WRITTEN PROBLEM> Copy out the rows below, changing every "pixel coords" to "pixel coordinates" and keeping everything else unchanged.

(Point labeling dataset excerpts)
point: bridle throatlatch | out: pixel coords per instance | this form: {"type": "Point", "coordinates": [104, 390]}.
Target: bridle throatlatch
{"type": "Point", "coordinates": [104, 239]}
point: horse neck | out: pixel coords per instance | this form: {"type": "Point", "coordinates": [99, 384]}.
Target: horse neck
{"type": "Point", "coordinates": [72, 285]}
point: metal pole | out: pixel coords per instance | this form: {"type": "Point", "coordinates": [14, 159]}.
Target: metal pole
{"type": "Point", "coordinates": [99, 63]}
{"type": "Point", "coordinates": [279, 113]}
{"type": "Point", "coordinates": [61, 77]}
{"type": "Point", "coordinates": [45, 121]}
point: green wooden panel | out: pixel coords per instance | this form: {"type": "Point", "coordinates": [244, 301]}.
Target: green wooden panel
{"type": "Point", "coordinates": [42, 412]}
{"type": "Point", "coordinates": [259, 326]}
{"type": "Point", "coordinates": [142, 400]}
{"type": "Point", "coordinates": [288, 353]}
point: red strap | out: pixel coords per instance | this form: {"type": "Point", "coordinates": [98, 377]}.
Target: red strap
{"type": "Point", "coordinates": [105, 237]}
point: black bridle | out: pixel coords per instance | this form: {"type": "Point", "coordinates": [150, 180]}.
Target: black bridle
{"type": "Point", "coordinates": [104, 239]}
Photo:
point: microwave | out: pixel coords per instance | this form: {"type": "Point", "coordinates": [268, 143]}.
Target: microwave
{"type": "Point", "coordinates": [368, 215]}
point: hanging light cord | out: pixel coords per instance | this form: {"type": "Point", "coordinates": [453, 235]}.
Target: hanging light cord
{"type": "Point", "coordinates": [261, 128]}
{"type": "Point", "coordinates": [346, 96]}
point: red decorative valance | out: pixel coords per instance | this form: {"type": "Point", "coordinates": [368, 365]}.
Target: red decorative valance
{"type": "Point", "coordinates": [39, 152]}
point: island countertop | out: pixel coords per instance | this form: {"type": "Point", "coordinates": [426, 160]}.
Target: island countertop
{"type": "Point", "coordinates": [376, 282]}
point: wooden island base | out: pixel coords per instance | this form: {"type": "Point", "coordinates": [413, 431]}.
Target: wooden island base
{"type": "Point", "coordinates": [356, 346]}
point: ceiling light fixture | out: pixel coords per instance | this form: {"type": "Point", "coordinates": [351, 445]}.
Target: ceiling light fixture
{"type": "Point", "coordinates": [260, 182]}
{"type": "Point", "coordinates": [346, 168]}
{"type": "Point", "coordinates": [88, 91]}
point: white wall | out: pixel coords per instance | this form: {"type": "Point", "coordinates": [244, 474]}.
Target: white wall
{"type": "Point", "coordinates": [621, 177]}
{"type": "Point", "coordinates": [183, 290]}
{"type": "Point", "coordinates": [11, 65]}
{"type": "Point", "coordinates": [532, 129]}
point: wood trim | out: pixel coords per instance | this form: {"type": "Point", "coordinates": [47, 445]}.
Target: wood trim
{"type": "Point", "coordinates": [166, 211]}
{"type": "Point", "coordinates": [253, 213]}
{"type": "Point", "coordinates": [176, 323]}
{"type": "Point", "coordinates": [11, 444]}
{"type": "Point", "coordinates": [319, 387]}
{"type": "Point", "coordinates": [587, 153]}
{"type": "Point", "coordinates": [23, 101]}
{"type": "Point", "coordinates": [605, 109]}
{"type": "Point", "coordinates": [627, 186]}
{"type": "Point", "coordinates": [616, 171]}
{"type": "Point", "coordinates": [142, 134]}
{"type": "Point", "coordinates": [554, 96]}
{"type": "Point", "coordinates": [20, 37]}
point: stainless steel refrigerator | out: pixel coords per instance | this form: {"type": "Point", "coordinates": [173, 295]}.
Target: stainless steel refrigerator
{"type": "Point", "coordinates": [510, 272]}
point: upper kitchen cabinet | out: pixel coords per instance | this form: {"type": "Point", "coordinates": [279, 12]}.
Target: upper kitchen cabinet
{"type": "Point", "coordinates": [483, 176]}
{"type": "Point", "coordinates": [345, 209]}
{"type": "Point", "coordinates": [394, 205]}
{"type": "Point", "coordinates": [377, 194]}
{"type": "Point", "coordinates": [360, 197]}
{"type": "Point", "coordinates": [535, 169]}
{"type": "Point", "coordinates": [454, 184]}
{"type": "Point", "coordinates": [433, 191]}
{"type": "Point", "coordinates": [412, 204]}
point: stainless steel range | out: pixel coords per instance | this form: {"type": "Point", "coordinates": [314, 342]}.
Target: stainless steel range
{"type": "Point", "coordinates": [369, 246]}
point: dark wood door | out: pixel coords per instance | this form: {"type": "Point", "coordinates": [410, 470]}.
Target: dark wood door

OUTPUT FOR THIS TASK>
point: bridle throatlatch | out: pixel coordinates per instance | this form: {"type": "Point", "coordinates": [104, 390]}.
Target: bridle throatlatch
{"type": "Point", "coordinates": [104, 239]}
point: horse neck | out: pixel coordinates per instance | this form: {"type": "Point", "coordinates": [99, 384]}.
Target: horse neck
{"type": "Point", "coordinates": [72, 285]}
point: metal pole | out: pixel coordinates per instance | this form: {"type": "Point", "coordinates": [14, 159]}.
Target: metal pole
{"type": "Point", "coordinates": [99, 63]}
{"type": "Point", "coordinates": [279, 113]}
{"type": "Point", "coordinates": [61, 77]}
{"type": "Point", "coordinates": [45, 121]}
point: green wooden panel | out: pixel coordinates per instance | this form: {"type": "Point", "coordinates": [244, 301]}.
Target: green wooden panel
{"type": "Point", "coordinates": [42, 412]}
{"type": "Point", "coordinates": [259, 326]}
{"type": "Point", "coordinates": [142, 400]}
{"type": "Point", "coordinates": [288, 353]}
point: red strap | out: pixel coordinates per instance | this form: {"type": "Point", "coordinates": [98, 377]}.
Target: red strap
{"type": "Point", "coordinates": [105, 237]}
point: black bridle | out: pixel coordinates per instance | this form: {"type": "Point", "coordinates": [150, 180]}.
Target: black bridle
{"type": "Point", "coordinates": [104, 239]}
Photo:
point: microwave | out: pixel coordinates per instance | this form: {"type": "Point", "coordinates": [268, 143]}.
Target: microwave
{"type": "Point", "coordinates": [368, 215]}
point: hanging light cord | out: pixel coordinates per instance | this form: {"type": "Point", "coordinates": [453, 235]}.
Target: hanging light cord
{"type": "Point", "coordinates": [261, 128]}
{"type": "Point", "coordinates": [346, 96]}
point: red decorative valance | out: pixel coordinates per instance | this form: {"type": "Point", "coordinates": [368, 365]}.
Target: red decorative valance
{"type": "Point", "coordinates": [39, 152]}
point: island countertop | out: pixel coordinates per instance | this form: {"type": "Point", "coordinates": [426, 160]}.
Target: island countertop
{"type": "Point", "coordinates": [376, 282]}
point: wooden island base | out: pixel coordinates per instance | this form: {"type": "Point", "coordinates": [413, 431]}.
Target: wooden island base
{"type": "Point", "coordinates": [356, 346]}
point: ceiling light fixture | out: pixel coordinates per instance | this form: {"type": "Point", "coordinates": [351, 445]}.
Target: ceiling light fixture
{"type": "Point", "coordinates": [260, 182]}
{"type": "Point", "coordinates": [346, 168]}
{"type": "Point", "coordinates": [88, 91]}
point: white wall | out: pixel coordinates per instance | this form: {"type": "Point", "coordinates": [244, 474]}.
Target: white wall
{"type": "Point", "coordinates": [621, 177]}
{"type": "Point", "coordinates": [183, 290]}
{"type": "Point", "coordinates": [11, 65]}
{"type": "Point", "coordinates": [532, 129]}
point: wood trim | out: pixel coordinates per instance | this form: {"type": "Point", "coordinates": [47, 445]}.
Target: wood trim
{"type": "Point", "coordinates": [166, 211]}
{"type": "Point", "coordinates": [253, 213]}
{"type": "Point", "coordinates": [176, 323]}
{"type": "Point", "coordinates": [11, 444]}
{"type": "Point", "coordinates": [319, 387]}
{"type": "Point", "coordinates": [587, 153]}
{"type": "Point", "coordinates": [23, 101]}
{"type": "Point", "coordinates": [605, 109]}
{"type": "Point", "coordinates": [627, 186]}
{"type": "Point", "coordinates": [616, 171]}
{"type": "Point", "coordinates": [142, 134]}
{"type": "Point", "coordinates": [554, 96]}
{"type": "Point", "coordinates": [20, 37]}
point: stainless steel refrigerator | out: pixel coordinates per instance | this form: {"type": "Point", "coordinates": [173, 295]}.
Target: stainless steel refrigerator
{"type": "Point", "coordinates": [510, 272]}
point: upper kitchen cabinet | out: pixel coordinates per instance | this form: {"type": "Point", "coordinates": [279, 12]}.
Target: upper kitchen cabinet
{"type": "Point", "coordinates": [483, 176]}
{"type": "Point", "coordinates": [345, 209]}
{"type": "Point", "coordinates": [394, 205]}
{"type": "Point", "coordinates": [377, 194]}
{"type": "Point", "coordinates": [360, 197]}
{"type": "Point", "coordinates": [535, 169]}
{"type": "Point", "coordinates": [454, 184]}
{"type": "Point", "coordinates": [433, 191]}
{"type": "Point", "coordinates": [412, 204]}
point: stainless steel range | out: pixel coordinates per instance | this form: {"type": "Point", "coordinates": [314, 342]}.
Target: stainless steel range
{"type": "Point", "coordinates": [369, 246]}
point: dark wood door | out: pixel coordinates per instance | this form: {"type": "Point", "coordinates": [410, 470]}.
Target: dark wood door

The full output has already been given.